**Objectives**.
- A) Condense the paragraph beginning "Published annual per capita flux rates" from the passage on nitrous oxide from cattle feedyards into a short bulleted list that keeps its main facts.
- B) Extend the passage on nitrous oxide from cattle feedyards past its final sentence.

**Document passage**.
──────────

Nitrous oxide (N2O) emissions from concentrated animal feeding operations, including cattle feedyards, have become an important research topic. However, there are limitations to current measurement techniques, uncertainty in the magnitude of feedyard N2O fluxes, and a lack of effective mitigation methods. There are uncertainties in the pathway of feedyard N2O production, the dynamics of nitrogen transformations in these manure-based systems, and how N2O emissions differ with changes in climate and feedyard management. 

What Did We Do?

A literature review was conducted to assess the state-of-the-science of N2O production and emission from open-lot beef cattle feedyards and dairies. The objective was to assess N2O emission from cattle feedyards, including comparison of measured and modeled emission rates, discussion of measurement methods, and evaluation of mitigation options. In addition, laboratory, pilot-scale, and field-scale chamber studies were conducted to quantify and characterize N2O emissions from beef cattle manure. These studies led to new empirical model to predict feedyard N2O fluxes as a function of temperature and manure nitrate and water contents. Organic matter stability/availability was important in predicting manure-derived N2O emissions: inclusion of data for dissolved organic carbon content and Ultraviolet-visible (UV-vis) spectroscopic indices of molecular weight, complexity and degree humification improved model performance against measured data.

What Have We Learned?

Published annual per capita flux rates for beef cattle feedyards and open-lot dairies in arid climates were highly variable and ranged from 0.002 to 4.3 kg N2O animal-1 yr-1. On an area basis, published emission rates ranged from 0 to 41 mg N2O m-2 h-1. From these studies and the Intergovernmental Panel on Climate Change emission factors, calculated daily per capita N2O fluxes averaged 18 ± 10 g N2O animal-1 d-1 (range, 0.04–67 g N2O animal-1 d-1). Some of this variability is inherently derived from differences in manure management practices and animal diets among open-lot cattle systems. However, it was proposed that other major causes of variation were inconsistency in measurement techniques, and irregularity in N2O production due to environmental conditions.

──────────

**Information supplied**.
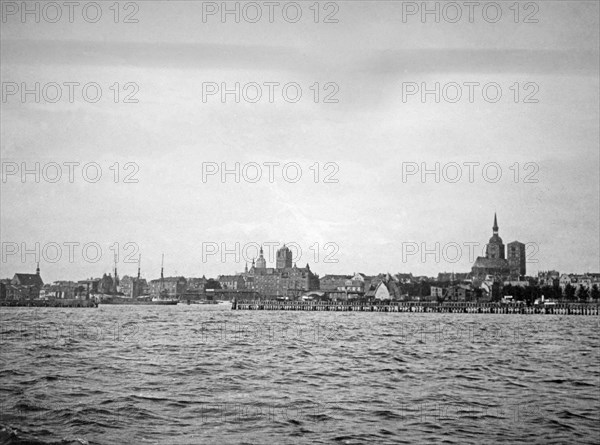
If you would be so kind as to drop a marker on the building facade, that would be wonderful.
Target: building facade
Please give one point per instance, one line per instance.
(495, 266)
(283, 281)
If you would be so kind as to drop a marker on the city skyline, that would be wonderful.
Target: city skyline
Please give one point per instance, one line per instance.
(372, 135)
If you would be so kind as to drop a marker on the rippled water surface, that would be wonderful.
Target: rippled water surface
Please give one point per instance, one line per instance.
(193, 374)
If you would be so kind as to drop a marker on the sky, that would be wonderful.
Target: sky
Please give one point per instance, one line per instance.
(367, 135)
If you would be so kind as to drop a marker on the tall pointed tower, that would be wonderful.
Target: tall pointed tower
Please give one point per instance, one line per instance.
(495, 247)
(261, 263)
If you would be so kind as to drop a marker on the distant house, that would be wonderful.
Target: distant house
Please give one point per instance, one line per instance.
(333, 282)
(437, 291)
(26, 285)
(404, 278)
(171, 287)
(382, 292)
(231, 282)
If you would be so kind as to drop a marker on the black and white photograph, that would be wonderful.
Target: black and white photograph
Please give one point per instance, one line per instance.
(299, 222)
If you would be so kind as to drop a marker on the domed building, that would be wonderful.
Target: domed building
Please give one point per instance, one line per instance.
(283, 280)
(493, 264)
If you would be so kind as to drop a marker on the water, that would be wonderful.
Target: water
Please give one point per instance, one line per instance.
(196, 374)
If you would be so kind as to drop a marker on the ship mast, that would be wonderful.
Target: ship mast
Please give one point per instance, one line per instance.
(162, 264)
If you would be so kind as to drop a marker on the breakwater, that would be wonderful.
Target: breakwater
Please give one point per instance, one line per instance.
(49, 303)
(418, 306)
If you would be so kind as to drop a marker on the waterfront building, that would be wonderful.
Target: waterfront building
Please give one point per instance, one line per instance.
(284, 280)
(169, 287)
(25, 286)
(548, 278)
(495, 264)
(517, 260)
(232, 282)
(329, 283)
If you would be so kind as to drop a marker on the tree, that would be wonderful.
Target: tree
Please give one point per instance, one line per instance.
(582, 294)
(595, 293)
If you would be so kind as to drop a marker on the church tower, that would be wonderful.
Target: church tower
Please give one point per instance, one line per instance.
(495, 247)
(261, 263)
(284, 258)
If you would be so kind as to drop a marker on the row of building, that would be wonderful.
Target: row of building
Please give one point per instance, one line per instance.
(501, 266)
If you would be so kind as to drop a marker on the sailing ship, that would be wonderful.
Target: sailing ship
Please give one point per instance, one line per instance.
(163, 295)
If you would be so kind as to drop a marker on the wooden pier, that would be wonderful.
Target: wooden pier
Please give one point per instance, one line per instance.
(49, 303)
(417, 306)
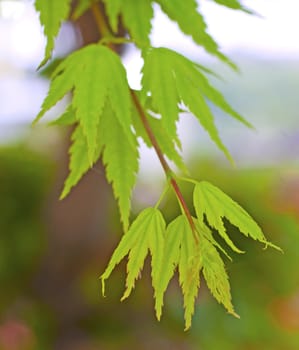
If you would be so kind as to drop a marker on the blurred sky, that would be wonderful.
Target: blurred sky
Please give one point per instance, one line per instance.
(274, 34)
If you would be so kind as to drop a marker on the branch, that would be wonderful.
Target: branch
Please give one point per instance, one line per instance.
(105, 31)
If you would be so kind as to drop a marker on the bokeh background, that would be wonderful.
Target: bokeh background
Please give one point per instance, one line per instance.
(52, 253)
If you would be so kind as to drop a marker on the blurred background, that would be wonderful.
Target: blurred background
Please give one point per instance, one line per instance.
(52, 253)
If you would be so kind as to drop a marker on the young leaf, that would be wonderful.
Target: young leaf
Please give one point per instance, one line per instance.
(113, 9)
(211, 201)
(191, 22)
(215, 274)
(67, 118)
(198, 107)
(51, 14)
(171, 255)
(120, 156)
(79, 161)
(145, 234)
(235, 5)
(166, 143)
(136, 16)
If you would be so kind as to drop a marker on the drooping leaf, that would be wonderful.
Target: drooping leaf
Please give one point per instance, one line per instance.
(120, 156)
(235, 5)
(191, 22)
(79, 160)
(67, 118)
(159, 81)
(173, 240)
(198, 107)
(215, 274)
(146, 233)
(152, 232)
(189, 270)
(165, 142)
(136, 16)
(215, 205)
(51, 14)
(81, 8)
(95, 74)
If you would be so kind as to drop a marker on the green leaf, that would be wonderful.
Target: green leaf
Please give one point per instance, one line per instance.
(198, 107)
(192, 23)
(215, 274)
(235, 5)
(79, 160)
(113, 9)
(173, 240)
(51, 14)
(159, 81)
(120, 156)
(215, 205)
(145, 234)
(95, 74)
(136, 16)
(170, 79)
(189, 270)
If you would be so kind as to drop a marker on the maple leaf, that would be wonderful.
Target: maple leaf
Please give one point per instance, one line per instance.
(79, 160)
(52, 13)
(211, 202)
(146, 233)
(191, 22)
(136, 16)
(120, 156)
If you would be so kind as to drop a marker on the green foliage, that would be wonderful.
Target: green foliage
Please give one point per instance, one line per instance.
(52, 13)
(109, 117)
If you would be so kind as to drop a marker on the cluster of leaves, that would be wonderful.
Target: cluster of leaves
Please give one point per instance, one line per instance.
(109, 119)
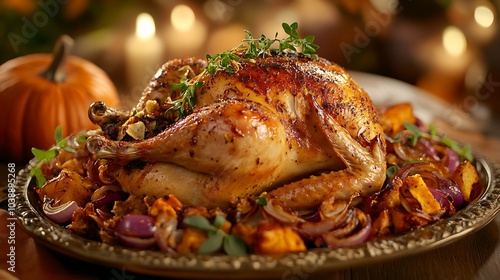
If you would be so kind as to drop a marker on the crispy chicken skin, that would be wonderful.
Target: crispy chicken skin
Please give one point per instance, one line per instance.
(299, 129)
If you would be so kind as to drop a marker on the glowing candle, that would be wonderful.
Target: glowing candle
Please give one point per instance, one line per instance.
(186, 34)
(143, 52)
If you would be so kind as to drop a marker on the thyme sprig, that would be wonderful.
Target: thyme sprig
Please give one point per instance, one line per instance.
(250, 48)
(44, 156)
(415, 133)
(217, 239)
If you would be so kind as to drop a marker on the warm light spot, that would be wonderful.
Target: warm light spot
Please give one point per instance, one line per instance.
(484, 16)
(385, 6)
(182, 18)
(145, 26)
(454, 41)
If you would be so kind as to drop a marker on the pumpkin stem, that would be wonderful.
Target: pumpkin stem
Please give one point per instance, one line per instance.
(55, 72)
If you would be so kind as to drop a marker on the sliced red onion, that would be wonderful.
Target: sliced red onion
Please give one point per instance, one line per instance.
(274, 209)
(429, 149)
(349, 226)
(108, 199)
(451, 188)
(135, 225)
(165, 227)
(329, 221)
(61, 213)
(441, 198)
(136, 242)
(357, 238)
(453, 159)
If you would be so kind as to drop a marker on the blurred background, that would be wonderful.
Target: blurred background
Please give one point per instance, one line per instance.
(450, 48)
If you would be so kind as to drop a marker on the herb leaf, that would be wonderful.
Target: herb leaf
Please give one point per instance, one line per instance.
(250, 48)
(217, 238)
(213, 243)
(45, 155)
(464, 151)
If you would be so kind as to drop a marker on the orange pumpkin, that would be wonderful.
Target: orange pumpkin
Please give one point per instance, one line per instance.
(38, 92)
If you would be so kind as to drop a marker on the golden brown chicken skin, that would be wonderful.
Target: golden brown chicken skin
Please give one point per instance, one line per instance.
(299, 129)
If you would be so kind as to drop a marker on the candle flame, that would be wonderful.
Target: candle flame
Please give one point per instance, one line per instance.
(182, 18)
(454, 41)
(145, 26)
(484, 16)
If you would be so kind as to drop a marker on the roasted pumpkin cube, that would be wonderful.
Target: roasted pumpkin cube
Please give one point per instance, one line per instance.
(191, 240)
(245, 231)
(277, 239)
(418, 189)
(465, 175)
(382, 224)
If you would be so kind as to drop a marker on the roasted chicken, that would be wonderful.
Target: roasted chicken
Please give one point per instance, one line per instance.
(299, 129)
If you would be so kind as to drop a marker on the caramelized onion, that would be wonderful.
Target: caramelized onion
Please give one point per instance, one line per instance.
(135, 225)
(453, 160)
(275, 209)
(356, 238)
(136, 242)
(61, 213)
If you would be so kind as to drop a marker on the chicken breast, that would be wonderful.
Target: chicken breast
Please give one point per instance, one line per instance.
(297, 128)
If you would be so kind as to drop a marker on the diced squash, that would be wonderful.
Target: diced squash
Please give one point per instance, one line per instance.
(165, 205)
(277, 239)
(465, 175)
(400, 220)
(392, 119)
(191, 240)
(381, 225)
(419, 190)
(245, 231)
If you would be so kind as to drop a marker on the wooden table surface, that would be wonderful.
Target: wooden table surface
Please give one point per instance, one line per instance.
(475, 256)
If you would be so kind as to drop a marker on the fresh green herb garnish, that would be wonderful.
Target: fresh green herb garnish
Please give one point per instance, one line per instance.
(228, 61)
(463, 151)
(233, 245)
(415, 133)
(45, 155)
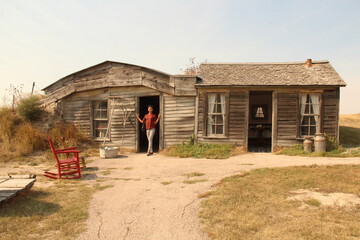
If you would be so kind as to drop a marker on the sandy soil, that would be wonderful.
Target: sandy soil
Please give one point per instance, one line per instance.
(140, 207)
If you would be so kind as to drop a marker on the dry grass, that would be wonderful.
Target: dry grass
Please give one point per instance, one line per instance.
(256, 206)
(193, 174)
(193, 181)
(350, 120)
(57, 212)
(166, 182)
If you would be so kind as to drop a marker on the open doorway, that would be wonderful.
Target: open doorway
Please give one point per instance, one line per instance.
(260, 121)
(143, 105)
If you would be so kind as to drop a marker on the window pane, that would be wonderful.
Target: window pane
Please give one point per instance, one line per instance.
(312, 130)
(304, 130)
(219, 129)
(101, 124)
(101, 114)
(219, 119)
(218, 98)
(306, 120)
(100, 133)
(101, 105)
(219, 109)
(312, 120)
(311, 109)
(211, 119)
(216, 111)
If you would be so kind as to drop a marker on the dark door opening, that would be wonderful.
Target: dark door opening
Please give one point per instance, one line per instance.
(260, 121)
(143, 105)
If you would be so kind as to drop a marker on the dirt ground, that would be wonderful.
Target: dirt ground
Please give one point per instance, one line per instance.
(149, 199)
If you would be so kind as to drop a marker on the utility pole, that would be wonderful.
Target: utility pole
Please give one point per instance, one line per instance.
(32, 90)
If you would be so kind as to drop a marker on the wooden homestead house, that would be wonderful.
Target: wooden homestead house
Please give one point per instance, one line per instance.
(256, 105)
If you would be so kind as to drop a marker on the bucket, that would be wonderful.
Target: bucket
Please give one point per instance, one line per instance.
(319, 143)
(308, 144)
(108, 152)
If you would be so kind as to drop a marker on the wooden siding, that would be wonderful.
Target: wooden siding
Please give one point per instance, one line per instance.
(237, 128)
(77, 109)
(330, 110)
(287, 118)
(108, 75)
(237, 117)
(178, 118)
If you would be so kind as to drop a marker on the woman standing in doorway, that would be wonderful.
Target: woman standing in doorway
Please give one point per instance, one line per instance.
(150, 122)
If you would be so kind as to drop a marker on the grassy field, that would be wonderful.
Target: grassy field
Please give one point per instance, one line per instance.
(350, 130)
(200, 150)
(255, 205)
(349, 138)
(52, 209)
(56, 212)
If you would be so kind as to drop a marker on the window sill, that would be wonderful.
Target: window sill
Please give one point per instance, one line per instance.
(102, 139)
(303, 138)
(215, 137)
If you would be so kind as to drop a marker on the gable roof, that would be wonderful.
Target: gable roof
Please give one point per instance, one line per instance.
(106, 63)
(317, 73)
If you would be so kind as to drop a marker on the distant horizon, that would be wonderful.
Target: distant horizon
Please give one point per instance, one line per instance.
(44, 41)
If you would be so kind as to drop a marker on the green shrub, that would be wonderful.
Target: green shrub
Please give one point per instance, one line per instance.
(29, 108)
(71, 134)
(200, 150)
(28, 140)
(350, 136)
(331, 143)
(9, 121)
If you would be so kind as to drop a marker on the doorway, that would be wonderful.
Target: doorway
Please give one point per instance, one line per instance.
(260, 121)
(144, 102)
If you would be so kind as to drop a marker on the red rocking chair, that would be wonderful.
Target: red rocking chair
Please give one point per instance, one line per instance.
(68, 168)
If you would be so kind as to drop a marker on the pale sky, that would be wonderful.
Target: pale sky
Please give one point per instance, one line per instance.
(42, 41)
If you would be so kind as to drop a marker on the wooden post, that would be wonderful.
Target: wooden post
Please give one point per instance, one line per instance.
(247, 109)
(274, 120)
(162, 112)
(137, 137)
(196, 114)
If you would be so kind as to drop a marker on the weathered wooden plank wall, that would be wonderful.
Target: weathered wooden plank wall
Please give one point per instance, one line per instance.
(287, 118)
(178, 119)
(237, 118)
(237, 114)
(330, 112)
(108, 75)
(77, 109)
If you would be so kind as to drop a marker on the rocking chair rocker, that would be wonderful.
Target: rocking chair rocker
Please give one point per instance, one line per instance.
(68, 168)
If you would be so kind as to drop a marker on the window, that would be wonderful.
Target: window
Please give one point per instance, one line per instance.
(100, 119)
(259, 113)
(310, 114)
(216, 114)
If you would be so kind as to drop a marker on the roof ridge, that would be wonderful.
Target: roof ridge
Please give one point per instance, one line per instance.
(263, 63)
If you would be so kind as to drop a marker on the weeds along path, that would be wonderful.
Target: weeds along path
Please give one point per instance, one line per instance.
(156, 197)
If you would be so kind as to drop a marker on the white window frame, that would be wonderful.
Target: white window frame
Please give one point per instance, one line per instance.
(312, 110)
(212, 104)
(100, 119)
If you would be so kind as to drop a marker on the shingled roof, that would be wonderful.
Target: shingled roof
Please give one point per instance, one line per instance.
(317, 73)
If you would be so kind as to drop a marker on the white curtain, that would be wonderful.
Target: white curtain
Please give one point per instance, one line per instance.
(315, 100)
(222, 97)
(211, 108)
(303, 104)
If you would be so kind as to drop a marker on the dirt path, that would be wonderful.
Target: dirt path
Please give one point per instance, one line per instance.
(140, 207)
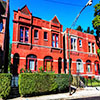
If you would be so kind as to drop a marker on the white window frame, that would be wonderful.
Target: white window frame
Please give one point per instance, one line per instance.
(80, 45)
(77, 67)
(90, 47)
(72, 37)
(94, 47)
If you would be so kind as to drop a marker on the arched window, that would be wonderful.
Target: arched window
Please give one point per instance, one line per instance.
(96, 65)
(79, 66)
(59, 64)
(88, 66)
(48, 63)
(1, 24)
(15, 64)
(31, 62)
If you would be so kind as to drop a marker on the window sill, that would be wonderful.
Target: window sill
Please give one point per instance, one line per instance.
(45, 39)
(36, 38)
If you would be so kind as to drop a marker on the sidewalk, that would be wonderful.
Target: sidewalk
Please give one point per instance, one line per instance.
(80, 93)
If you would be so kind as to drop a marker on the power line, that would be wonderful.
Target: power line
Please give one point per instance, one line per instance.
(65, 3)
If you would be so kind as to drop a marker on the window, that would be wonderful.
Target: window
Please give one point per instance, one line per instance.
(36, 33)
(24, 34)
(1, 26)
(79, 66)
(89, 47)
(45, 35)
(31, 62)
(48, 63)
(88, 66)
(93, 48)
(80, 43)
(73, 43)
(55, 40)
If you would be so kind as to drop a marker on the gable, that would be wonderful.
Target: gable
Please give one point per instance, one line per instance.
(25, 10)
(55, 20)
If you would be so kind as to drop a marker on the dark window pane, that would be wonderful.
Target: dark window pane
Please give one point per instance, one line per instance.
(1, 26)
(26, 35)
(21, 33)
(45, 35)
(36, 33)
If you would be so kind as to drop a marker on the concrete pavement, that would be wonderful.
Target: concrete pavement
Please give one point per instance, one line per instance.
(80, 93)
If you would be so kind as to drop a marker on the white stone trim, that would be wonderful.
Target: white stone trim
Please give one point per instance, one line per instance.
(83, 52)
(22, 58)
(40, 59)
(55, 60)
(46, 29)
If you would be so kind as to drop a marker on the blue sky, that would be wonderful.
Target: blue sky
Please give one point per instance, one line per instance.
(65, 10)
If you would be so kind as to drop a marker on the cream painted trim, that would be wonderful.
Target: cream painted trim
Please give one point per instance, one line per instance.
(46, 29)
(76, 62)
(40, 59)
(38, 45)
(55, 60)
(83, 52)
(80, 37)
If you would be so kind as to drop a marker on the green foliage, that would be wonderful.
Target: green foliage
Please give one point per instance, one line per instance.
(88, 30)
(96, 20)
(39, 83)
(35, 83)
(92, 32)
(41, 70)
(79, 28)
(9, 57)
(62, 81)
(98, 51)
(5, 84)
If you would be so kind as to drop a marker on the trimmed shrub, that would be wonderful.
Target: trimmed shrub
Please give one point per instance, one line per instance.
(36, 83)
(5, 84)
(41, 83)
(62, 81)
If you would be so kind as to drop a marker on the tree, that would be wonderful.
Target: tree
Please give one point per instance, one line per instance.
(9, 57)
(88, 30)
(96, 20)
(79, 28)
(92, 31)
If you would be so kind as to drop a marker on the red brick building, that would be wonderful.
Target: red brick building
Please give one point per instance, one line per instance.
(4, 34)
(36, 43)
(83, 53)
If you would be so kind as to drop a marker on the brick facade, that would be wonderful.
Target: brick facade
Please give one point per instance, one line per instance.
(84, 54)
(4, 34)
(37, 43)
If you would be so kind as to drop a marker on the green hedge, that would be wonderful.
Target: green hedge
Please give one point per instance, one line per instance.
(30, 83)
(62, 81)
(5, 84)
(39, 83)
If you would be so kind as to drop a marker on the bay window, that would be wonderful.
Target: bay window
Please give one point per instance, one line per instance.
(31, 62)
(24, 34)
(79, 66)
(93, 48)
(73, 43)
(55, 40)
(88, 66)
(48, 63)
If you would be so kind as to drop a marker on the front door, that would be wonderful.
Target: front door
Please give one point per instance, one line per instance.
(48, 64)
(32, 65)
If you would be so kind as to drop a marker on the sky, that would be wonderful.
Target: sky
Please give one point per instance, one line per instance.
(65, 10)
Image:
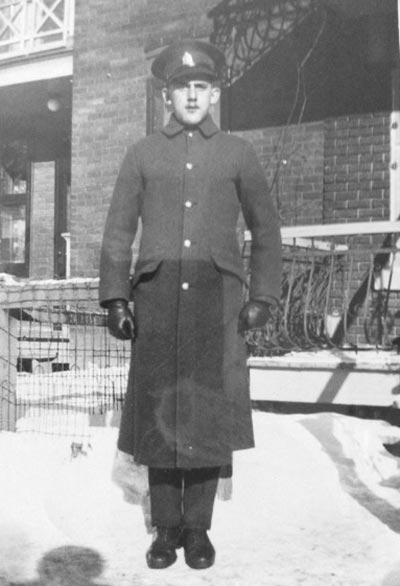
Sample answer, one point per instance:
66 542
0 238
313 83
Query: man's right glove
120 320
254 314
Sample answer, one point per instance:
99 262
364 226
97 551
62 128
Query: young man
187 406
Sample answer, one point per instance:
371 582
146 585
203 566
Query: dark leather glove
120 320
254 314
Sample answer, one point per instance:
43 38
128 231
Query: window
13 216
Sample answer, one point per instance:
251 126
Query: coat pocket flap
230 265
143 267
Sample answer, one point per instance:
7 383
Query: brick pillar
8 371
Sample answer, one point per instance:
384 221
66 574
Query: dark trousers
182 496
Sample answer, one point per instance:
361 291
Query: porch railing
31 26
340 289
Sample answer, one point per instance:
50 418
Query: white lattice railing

──────────

**Solved tasks**.
- A)
- Published annual per capita N2O flux rates for beef cattle feedyards and open-lot dairies in arid climates varied widely, from 0.002 to 4.3 kg N2O animal-1 yr-1.
- Per unit area, published emission rates ranged from 0 to 41 mg N2O m-2 h-1.
- Daily per capita fluxes calculated from these studies and Intergovernmental Panel on Climate Change emission factors averaged 18 ± 10 g N2O animal-1 d-1 (range, 0.04–67).
- Part of the variability comes from differences in manure management and animal diets across open-lot systems.
- Other proposed major causes are inconsistent measurement techniques and irregular N2O production driven by environmental conditions.

- B)
For modeling studies, N2O emissions were measured during 15 chamber studies (10 chambers per study) on commercial Texas feedyards, where N2O emissions ranged from below detection to 101 mg N2O m-2 h-1. Numerous feedyard and manure data were collected and regression analyses were used to determine key variables involved in feedyard N2O losses. Based on these data, two models were developed: (1) a simple model that included temperature, manure water content, and manure nitrate concentration, and (2) a more complex model that included UV-vis spectral data that provided an estimate of organic matter stability. Overall, predictions with both models were not significantly different from measured emissions (P < 0.05) and were within 52 to 61% agreement with observations. Inclusion of data for organic matter characteristics improved model predictions of high (>30 mg m-2 h-1) N2O emissions, but tended to overestimate low emission rates (<20 mg N2O m-2 h-1). This work represents one of the first attempts to model feedyard N2O. Further refinement is needed to be useful for predicting spatial and temporal variations in feedyard N2O fluxes.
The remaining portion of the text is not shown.